Short exercise: Begin at the line that contains "Task: If you could tag each instance of the tan" and repeat every line from there to the end of the records below, inclusive, without adding any other line.

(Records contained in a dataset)
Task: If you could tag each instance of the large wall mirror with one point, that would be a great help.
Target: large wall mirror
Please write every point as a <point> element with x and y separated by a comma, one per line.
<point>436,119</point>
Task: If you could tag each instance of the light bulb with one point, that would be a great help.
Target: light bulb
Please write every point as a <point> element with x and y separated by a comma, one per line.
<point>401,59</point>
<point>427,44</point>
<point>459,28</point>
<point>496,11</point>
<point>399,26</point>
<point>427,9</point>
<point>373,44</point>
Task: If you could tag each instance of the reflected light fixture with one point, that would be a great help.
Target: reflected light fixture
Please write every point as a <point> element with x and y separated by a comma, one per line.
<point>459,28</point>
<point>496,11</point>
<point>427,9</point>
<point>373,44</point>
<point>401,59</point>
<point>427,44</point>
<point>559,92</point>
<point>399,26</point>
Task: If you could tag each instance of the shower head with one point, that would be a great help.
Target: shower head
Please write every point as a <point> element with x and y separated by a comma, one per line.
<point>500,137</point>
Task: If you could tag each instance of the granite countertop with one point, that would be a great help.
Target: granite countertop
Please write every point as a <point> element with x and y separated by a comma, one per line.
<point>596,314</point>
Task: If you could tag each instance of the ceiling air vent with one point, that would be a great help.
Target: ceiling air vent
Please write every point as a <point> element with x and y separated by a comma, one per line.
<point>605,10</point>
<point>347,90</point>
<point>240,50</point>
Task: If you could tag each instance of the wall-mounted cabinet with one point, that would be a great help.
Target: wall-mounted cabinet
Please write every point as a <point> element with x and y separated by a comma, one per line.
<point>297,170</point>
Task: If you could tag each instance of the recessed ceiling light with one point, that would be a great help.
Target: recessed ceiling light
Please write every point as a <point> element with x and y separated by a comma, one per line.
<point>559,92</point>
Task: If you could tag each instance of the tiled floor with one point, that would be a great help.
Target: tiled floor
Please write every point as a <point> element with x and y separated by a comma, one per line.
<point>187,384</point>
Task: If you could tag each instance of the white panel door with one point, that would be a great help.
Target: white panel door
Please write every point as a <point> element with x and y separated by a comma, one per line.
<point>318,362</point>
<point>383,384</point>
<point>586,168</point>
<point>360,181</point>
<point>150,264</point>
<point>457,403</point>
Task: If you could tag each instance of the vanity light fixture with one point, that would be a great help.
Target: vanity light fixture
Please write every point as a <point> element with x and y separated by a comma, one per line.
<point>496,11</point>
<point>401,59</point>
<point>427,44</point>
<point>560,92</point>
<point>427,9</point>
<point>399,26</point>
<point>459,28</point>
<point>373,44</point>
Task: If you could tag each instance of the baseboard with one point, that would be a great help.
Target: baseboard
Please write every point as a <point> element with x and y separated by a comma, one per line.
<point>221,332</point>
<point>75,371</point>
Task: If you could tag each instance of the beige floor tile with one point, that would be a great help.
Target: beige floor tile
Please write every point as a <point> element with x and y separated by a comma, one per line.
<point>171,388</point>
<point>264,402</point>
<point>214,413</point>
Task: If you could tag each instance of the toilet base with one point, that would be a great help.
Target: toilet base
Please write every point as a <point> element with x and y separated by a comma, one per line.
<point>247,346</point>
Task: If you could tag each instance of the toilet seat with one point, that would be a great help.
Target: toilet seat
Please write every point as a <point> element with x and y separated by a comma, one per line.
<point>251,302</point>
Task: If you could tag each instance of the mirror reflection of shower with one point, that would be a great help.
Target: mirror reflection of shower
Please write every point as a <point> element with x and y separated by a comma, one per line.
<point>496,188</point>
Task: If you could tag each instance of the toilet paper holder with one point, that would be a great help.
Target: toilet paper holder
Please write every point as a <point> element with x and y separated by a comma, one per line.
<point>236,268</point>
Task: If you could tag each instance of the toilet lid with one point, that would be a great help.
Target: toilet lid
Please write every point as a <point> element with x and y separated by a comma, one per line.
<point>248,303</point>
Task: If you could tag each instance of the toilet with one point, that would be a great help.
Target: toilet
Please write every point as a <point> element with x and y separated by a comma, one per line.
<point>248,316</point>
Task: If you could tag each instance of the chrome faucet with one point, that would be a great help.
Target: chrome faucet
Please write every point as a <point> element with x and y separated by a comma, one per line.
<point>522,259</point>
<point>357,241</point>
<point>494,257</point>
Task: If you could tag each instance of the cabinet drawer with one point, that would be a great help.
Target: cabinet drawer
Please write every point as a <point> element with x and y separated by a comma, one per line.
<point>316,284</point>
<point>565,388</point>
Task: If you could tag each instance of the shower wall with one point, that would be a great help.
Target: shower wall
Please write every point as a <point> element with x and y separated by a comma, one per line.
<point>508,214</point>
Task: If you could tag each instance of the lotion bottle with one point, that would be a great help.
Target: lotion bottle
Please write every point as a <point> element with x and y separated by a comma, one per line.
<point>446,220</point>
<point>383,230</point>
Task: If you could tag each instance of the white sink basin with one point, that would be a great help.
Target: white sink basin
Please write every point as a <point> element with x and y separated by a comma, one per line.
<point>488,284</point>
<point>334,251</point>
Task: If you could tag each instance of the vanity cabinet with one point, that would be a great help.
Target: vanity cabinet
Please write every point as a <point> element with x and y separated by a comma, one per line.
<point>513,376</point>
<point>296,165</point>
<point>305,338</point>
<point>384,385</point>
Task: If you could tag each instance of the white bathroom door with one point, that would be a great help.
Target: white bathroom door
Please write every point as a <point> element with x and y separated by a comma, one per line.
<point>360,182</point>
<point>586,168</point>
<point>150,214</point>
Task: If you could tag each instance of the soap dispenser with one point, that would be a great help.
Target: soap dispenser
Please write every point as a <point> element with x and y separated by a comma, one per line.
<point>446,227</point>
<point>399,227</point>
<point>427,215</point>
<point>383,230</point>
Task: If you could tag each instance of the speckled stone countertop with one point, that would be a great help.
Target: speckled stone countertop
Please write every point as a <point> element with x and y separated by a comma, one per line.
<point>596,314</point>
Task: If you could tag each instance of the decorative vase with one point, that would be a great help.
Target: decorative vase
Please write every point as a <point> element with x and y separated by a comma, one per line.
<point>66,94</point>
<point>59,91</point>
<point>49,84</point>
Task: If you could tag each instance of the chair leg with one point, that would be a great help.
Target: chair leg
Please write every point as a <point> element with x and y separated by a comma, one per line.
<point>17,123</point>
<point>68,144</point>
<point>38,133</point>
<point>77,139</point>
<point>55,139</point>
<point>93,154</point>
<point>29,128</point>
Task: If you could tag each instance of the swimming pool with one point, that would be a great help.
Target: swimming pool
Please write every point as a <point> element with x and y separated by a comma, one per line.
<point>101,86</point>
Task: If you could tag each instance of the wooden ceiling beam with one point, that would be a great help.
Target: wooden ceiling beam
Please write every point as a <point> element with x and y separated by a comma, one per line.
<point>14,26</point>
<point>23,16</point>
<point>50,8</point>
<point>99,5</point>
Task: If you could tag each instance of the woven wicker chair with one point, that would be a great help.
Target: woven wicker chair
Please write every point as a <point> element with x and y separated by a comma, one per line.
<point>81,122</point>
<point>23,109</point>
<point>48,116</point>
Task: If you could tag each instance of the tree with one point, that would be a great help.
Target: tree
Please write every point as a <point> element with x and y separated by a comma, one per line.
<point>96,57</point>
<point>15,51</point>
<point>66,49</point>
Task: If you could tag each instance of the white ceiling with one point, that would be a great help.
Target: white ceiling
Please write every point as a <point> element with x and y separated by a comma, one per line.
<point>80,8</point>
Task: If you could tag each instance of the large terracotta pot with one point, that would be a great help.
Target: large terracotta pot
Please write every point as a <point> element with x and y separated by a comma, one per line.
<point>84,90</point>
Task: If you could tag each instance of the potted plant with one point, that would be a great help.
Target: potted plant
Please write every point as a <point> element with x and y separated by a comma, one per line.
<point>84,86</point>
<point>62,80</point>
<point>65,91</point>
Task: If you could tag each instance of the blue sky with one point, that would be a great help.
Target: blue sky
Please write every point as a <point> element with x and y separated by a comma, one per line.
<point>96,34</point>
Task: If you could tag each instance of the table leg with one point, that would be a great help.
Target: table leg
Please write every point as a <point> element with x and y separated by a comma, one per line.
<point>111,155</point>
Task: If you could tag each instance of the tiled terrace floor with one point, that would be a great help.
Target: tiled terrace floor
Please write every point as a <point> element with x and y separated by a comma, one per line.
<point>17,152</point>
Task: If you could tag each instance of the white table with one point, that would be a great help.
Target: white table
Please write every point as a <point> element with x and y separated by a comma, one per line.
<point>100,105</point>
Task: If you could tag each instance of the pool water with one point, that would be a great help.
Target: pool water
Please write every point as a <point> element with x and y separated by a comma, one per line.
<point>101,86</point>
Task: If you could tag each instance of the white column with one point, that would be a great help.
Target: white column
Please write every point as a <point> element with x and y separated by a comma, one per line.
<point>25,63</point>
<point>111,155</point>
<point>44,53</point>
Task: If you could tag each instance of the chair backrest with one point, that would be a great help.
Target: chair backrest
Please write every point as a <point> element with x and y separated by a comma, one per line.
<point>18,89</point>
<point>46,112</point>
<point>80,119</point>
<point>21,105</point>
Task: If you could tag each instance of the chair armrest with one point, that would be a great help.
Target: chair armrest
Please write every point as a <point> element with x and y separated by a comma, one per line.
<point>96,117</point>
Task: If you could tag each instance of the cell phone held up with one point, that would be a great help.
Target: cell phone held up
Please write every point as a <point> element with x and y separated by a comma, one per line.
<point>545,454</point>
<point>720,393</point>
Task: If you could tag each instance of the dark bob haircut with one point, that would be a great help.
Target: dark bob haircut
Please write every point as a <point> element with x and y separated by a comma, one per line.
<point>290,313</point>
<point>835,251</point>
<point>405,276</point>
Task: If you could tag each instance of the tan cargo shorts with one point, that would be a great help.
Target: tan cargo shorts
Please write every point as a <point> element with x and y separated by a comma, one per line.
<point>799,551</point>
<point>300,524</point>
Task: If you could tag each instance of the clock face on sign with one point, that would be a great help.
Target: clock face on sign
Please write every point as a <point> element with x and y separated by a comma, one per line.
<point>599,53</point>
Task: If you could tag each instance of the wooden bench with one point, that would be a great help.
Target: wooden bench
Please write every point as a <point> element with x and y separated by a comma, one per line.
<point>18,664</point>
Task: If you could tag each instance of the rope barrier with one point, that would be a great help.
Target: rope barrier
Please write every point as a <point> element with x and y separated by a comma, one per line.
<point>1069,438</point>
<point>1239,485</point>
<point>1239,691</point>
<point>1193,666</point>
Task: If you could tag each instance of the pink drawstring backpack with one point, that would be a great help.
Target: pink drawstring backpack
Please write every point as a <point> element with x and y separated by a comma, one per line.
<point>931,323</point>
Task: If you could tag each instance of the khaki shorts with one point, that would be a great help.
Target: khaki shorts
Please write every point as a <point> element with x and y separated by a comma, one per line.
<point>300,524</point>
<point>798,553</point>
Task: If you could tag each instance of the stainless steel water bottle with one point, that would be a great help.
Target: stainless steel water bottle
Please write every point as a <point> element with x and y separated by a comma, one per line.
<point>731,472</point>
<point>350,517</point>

Response:
Task: If you could tag each instance of the tan cargo shorts with one point, that would be a great help.
Target: tan cargo shorts
Please write every point as a <point> element with x and y separated by a comma, one per line.
<point>799,551</point>
<point>300,524</point>
Task: If you could tag each instance of the clock face on sign with one point, that would be a great help.
Target: clock face on sign
Please write every point as a <point> element with x and y separated by a comma, one per line.
<point>599,53</point>
Task: If you could tag each instance of the wooden bench with one point, that would be a great help.
Target: wooden bench
Please write every point as a <point> element with x and y separated by a comma, one per line.
<point>18,664</point>
Task: If you could tag each instance of the rope barrier with one point, that would be a great help.
Target: rope barrier
Please write every point as a <point> element with x and y separated by a comma, one per line.
<point>1069,438</point>
<point>1239,485</point>
<point>1239,691</point>
<point>1193,666</point>
Task: If you could tag each instance of the pink drawstring backpack with one point, that would be a great help.
Target: pink drawstring backpack
Please write every point as a <point> element with x and y separated by a comma, one per line.
<point>931,323</point>
Task: If you could tag each instance of the khaki shorts with one point, that would be a great help.
Target: khaki shorts
Please write every point as a <point> element with x and y separated by a comma, one per line.
<point>300,524</point>
<point>798,553</point>
Task: If you could tag each instance of the stainless steel water bottle with one point, that would be a great help.
Target: stainless steel water bottle
Please write every point as a <point> element with x and y separated by a comma, one per line.
<point>731,472</point>
<point>350,517</point>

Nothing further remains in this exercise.